**GOAL OF THE EXERCISE:** In the passage on chromosomal DNA sequences, which four statistical measures are tested?

***** EXCERPTED PASSAGE

This paper aims to study the relationships between chromosomal DNA sequences of twenty species. We propose a methodology combining DNA-based word frequency histograms, correlation methods, and an MDS technique to visualize structural information underlying chromosomes (CRs) and species. Four statistical measures are tested (Minkowski, Cosine, Pearson product-moment, and Kendall τ rank correlations) to analyze the information content of 421 nuclear CRs from twenty species. The proposed methodology is built on mathematical tools and allows the analysis and visualization of very large amounts of stream data, like DNA sequences, with almost no assumptions other than the predefined DNA "word length." This methodology is able to produce comprehensible three-dimensional visualizations of CR clustering and related spatial and structural patterns. The results of the four test correlation scenarios show that the high-level information clusterings produced by the MDS tool are qualitatively similar, with small variations due to each correlation method characteristics, and that the clusterings are a consequence of the input data and not method's artifacts.

**********
***** DATA SECTION

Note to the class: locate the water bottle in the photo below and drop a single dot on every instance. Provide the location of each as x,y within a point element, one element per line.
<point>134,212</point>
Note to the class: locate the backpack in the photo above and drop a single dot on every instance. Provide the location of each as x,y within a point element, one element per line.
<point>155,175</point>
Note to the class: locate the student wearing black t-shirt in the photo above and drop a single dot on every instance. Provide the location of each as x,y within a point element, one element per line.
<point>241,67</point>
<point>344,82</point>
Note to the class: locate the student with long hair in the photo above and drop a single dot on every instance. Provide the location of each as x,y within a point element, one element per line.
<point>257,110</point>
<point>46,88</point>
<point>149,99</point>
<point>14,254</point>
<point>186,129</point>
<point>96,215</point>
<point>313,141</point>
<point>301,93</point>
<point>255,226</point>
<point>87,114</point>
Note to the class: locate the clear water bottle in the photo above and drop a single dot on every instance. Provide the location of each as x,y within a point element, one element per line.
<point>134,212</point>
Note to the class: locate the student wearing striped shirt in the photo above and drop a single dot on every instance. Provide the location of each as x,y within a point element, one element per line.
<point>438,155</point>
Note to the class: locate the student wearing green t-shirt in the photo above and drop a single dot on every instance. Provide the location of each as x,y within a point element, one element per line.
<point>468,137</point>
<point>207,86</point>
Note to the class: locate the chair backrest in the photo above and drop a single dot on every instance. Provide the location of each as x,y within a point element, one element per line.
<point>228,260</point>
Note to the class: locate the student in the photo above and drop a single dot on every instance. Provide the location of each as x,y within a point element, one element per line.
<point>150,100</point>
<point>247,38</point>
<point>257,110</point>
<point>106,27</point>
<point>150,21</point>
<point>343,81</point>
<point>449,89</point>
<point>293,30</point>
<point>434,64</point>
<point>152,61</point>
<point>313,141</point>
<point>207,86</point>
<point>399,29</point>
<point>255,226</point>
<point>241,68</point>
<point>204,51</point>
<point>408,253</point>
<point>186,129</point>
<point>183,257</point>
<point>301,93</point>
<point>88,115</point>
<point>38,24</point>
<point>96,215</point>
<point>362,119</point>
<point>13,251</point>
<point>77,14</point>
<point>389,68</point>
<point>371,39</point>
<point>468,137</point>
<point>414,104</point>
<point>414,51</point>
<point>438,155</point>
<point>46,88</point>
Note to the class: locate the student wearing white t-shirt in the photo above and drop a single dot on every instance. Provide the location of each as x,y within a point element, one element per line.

**********

**ANSWER TO THIS TASK:** Minkowski, Cosine, Pearson product-moment, and Kendall τ rank correlations.